§ DESCRIPTION OF THE TASK:
Reproduce the following data verbatim, line by line, but omit the pictures from your copy.
=-=-=-=-=
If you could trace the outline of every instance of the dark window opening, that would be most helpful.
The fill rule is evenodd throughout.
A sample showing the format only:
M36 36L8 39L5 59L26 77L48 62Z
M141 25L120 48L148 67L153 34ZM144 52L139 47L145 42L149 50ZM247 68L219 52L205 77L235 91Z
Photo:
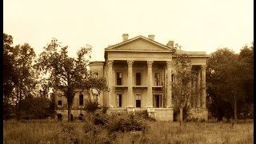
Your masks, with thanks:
=-=-=-=-=
§ FINISHED ANSWER:
If you could trace the outline of every instance of the dark window opening, that would be most helpful.
The fill rule is evenodd throughout.
A sample showing the format only:
M36 36L8 39L5 59L26 77L48 62Z
M141 25L120 48L148 67L153 34ZM144 52L139 47L145 42L149 50ZM247 68L219 52L205 77L235 91Z
Photo:
Your masks, with thanks:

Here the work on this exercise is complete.